── EXTRACTED TEXT ──

Nov 062020
 

By Roger Wrubel

In 2009, Town Meeting adopted a Belmont Climate Action resolution committing to an 80% reduction in our town’s greenhouse gas (GHG) emissions by 2050. An inventory in 2015 found that Belmont had reduced its GHG emissions by 5% compared with 2007. The inventory showed that the most of Belmont’s emissions came from home heating and vehicles. Most of the reduction in emissions in the last nine years is attributable to a shift from using oil for home heating to natural gas, and a similar shift to natural gas from coal and oil to generate electricity for the New England grid.

In 2018, the Belmont Energy Committee issued Achieving Our Climate Action Plan: A Belmont Roadmap for Strategic Decarbonization. The roadmap showed that the rate of decline of emissions in Belmont was not sufficient to meet our 80% reduction goal by 2050. More aggressive action is needed. The roadmap calls for “strategic electrification” with electric heat pumps replacing 50% of oil heating systems by 2025 and 50% of gas heating systems by 2032, and for 50% of all new vehicles to be electric by 2030.

Models of molecules of greenhouse gases that trap heat. Natural gas is primarily methane.

Electricity is the only form of energy we can produce without releasing greenhouse gases. No matter how efficient your gas furnace is and how much insulation you put in your house, you still need to burn natural gas to heat your house, which releases GHGs. But you can heat your house and heat your water efficiently with electric heat pumps without adding heat-trapping gases to the atmosphere by using solar, wind, and hydropower to produce electricity. If most of our electricity were produced from those three sources, electrifying houses and businesses would drastically reduce our carbon emissions and the rate of atmospheric warming.

For Belmont, the strategy involves moving to all-electric homes and transportation while transitioning the electric grid to 100% clean energy. Toward this end, Belmont Light’s strategic plan calls for moving to 100% renewable energy by 2022.


Electric Heat Pumps

Electric heat pumps are those square gray boxes that are becoming more common outside buildings. They are very efficient at moving heat from outdoors into buildings to heat them, even at typically low New England temperatures, and removing heat from inside a building for cooling. Heat pumps can also power water heaters. For more information on heat pumps and how they work, see bit.ly/MA_Heat_Pumps


Massachusetts has recently begun to consider its own roadmap to reach its own aggressive climate goals. In April 2020, the Executive Office of Environmental and Energy Affairs (EOEEA) issued a Letter of Determination establishing a GHG reduction target of at least 85% from 1990 levels by 2050 as the Commonwealth’s new legal emissions limit.  State Senate and House bills addressing a pathway to reach the Commonwealth’s goals are now in conference committee: House bill H.4912, An Act to Create a 2050 Roadmap to a Clean and Thriving Commonwealth and Senate bill S.2477, An Act Setting Next Generation Climate Policy.

Why not natural gas?

───

* [BRIEF A]
Answer the following from the article on Belmont's climate goals, one answer per line:
(i) According to the 2015 inventory, by what percentage had Belmont reduced its greenhouse gas emissions compared with 2007?
(ii) By what year does Belmont Light's strategic plan call for moving to 100% renewable energy?
(iii) What reduction target did the Executive Office of Environmental and Energy Affairs establish in April 2020?

── EXTRACTED MATERIAL ──

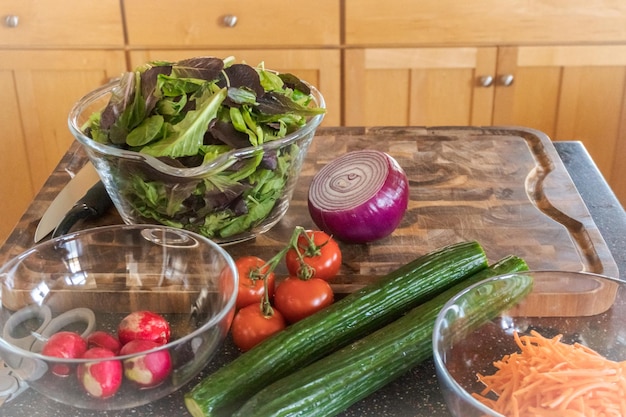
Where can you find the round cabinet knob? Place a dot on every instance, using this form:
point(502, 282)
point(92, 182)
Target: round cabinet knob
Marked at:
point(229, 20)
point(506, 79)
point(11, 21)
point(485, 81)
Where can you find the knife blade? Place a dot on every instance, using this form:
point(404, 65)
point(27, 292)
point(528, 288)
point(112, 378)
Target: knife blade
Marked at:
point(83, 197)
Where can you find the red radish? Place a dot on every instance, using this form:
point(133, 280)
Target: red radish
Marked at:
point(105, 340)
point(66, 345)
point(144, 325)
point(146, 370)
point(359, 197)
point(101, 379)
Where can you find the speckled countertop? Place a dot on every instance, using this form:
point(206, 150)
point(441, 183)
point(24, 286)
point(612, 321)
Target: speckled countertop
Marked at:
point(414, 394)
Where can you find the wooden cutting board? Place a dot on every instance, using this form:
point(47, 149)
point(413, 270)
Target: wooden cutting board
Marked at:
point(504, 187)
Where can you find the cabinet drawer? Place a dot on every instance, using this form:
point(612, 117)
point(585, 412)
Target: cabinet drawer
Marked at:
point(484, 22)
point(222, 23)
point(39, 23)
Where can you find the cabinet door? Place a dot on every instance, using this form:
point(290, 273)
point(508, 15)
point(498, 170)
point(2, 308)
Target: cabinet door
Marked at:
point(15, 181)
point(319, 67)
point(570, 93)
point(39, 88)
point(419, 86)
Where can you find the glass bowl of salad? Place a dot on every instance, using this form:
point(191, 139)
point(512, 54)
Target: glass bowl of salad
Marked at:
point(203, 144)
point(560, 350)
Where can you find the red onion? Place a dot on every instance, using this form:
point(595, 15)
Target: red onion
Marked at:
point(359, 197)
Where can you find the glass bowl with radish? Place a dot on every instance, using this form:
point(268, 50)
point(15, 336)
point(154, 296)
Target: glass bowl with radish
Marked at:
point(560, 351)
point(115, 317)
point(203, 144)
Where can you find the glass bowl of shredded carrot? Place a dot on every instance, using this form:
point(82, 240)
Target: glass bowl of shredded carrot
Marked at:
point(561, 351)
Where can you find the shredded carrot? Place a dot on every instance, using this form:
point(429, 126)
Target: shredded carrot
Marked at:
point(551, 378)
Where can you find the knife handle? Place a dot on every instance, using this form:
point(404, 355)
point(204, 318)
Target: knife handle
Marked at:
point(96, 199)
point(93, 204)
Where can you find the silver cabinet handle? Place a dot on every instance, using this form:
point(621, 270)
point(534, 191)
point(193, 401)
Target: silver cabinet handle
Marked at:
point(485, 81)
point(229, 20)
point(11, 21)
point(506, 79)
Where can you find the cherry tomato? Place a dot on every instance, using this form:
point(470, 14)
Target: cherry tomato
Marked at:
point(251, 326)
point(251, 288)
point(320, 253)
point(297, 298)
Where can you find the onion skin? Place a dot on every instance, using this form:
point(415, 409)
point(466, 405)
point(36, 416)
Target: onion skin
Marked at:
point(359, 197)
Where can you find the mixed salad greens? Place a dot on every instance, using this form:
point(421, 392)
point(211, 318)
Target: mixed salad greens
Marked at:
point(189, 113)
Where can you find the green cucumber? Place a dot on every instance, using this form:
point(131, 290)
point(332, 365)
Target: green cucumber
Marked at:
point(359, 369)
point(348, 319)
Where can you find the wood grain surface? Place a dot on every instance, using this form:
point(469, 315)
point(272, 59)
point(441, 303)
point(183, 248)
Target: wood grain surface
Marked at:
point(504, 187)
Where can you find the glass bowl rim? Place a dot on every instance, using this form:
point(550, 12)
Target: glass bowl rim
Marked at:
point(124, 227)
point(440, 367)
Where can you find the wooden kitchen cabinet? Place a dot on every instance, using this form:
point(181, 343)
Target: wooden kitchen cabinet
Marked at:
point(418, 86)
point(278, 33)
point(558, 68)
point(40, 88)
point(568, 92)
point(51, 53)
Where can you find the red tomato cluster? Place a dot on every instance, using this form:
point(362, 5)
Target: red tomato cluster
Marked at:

───

* [BRIEF B]
Report each line of the records in which the string "blade" appears.

* [TASK RESULT A]
(i) 5%
(ii) 2022
(iii) A greenhouse gas reduction target of at least 85% from 1990 levels by 2050

* [TASK RESULT B]
Where can you find the knife blade? Place a dot on every instance, using this form:
Target: knife blade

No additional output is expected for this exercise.